== Task to complete ==
Filter the entries below, keeping only lines with the word "sleeve".

== Data shown ==
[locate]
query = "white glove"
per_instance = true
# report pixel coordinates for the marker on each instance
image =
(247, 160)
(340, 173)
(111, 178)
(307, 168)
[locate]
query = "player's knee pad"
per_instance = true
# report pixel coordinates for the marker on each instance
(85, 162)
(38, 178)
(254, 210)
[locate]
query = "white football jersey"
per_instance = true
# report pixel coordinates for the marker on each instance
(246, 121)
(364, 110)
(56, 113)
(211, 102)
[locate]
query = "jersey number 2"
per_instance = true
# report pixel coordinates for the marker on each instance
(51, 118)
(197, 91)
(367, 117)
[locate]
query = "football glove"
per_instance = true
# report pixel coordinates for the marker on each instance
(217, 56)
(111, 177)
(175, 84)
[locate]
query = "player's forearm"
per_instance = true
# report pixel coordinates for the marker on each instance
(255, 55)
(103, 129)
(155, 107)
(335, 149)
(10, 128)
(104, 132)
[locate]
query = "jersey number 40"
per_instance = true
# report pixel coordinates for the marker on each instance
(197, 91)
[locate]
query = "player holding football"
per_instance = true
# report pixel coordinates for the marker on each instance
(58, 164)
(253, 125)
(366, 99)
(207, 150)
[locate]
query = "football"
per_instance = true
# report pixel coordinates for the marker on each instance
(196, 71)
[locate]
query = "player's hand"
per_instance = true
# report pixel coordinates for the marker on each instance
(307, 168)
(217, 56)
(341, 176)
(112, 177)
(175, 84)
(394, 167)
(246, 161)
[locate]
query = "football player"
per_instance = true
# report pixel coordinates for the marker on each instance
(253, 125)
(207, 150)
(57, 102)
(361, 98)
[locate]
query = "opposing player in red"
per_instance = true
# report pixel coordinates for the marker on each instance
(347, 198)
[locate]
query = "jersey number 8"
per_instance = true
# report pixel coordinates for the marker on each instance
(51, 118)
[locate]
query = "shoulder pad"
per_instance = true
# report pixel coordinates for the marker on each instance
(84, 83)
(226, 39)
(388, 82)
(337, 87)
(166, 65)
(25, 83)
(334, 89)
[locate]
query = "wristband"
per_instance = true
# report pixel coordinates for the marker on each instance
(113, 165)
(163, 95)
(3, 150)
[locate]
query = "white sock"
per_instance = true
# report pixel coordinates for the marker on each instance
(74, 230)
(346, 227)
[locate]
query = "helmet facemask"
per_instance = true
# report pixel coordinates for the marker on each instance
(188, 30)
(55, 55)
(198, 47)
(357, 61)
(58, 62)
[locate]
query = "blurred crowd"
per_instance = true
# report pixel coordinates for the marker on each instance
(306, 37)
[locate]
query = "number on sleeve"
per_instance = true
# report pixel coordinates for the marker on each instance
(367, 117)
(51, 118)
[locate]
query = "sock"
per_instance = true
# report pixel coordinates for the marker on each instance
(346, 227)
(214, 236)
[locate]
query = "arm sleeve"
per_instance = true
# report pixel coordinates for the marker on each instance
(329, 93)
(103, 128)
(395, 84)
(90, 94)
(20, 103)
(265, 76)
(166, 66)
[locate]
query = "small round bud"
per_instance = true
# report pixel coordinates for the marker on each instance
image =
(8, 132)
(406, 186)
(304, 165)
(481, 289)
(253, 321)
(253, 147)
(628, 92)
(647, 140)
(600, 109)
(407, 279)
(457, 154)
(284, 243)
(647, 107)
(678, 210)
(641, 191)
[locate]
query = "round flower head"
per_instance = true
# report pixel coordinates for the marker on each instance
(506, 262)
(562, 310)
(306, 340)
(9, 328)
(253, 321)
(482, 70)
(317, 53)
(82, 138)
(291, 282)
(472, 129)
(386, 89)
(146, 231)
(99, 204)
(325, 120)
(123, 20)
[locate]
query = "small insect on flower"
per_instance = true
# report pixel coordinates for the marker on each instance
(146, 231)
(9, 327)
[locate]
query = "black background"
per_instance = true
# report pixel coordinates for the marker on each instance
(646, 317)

== Response to this task ==
query = "number on sleeve"
query = "arm sleeve"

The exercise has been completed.